- _Document_:
↓↓↓

Popshot: the new face of British poetry?

An interview with Jacob Denno, editor of the poetry magazine Popshot; first published on Prospect online, October 2010.

The future of poetry is a quietly boring question that’s been hanging around British letters for the last few decades. Very few poets sell more than a few hundred books; more poetry is written and taught in universities, on courses and for competitions than exists outside of them; and the burgeoning performance scene is usually seen as more an offshoot of the music scene than a new phase in the literary canon. Both poetry’s written and its spoken words tend to be, in their respective ways, introverted and distant from the mainstream of literary culture.

And yet—founded in October 2008 and edited by 23-year-old Jacob Denno—Popshot Magazine has almost by accident begun to challenge this orthodoxy. Started on a shoestring budget from the kitchen of an Oxford flat, within four issues Popshot has become the first UK poetry magazine ever to gain worldwide distribution, combining poetry and illustration, and putting some of the best voices of the performance generation on paper—where, it seems, there’s a vigorous demand for their wares on paper as well as in person.

↑↑↑

(Position annotation listing)
↓↓↓

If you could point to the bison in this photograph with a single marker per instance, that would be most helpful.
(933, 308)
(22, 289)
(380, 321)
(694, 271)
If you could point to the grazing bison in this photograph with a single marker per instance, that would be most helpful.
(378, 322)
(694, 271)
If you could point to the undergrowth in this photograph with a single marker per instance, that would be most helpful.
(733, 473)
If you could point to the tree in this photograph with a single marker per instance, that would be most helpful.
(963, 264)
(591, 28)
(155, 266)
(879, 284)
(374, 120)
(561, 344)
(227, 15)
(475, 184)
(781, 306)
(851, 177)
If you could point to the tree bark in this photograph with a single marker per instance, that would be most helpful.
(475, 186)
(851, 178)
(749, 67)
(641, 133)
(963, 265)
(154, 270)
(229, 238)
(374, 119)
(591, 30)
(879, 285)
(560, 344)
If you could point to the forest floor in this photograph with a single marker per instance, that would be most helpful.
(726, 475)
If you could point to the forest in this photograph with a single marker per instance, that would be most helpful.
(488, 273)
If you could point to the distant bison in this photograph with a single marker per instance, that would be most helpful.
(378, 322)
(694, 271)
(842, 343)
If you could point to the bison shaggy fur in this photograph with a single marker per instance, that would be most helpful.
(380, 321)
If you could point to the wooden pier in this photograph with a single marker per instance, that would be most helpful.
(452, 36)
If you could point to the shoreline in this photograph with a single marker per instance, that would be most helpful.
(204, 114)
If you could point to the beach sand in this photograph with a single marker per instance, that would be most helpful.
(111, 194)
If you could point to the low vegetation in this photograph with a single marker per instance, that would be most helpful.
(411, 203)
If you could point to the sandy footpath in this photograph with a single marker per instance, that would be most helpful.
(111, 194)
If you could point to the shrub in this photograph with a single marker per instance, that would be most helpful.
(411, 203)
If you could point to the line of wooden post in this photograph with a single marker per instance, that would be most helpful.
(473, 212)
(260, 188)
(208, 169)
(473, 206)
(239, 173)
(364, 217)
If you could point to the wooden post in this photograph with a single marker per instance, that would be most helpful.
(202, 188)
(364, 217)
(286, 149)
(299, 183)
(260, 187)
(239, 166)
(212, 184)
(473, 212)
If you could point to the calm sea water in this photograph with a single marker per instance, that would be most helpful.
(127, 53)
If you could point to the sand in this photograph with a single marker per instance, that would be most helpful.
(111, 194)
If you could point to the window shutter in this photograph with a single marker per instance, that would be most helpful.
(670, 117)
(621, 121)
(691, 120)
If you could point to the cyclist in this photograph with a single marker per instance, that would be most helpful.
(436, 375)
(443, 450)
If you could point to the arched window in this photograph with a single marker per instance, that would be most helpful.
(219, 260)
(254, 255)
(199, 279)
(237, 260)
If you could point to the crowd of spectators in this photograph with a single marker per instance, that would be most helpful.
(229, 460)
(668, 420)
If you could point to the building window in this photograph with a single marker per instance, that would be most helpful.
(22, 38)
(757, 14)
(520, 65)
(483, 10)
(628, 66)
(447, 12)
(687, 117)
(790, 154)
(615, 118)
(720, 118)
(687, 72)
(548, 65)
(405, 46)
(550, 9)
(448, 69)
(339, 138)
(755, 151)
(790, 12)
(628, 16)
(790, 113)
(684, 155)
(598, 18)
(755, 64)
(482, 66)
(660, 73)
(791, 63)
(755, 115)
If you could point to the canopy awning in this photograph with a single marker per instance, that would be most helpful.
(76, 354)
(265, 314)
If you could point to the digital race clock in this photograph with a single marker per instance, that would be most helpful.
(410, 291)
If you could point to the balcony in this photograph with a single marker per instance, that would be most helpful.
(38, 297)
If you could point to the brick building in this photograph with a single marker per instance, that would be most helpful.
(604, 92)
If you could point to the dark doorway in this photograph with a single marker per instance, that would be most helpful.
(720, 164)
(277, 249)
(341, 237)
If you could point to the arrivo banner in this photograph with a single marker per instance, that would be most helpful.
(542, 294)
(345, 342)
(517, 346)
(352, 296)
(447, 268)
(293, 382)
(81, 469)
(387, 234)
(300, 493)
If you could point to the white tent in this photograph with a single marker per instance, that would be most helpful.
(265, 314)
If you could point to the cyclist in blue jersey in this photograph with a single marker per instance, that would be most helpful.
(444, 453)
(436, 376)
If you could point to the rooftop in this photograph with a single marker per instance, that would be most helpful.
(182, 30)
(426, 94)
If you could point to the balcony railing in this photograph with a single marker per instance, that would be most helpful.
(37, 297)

↑↑↑

- _Problem set_:
[a] In the Popshot interview above, where was the magazine first started?
[b] From the Popshot interview above, repeat the passage that begins at the words "And yet—founded in" and stops after "as in person.".

- _Task responses_:
[a] In the kitchen of an Oxford flat.

[b]
And yet—founded in October 2008 and edited by 23-year-old Jacob Denno—Popshot Magazine has almost by accident begun to challenge this orthodoxy. Started on a shoestring budget from the kitchen of an Oxford flat, within four issues Popshot has become the first UK poetry magazine ever to gain worldwide distribution, combining poetry and illustration, and putting some of the best voices of the performance generation on paper—where, it seems, there’s a vigorous demand for their wares on paper as well as in person.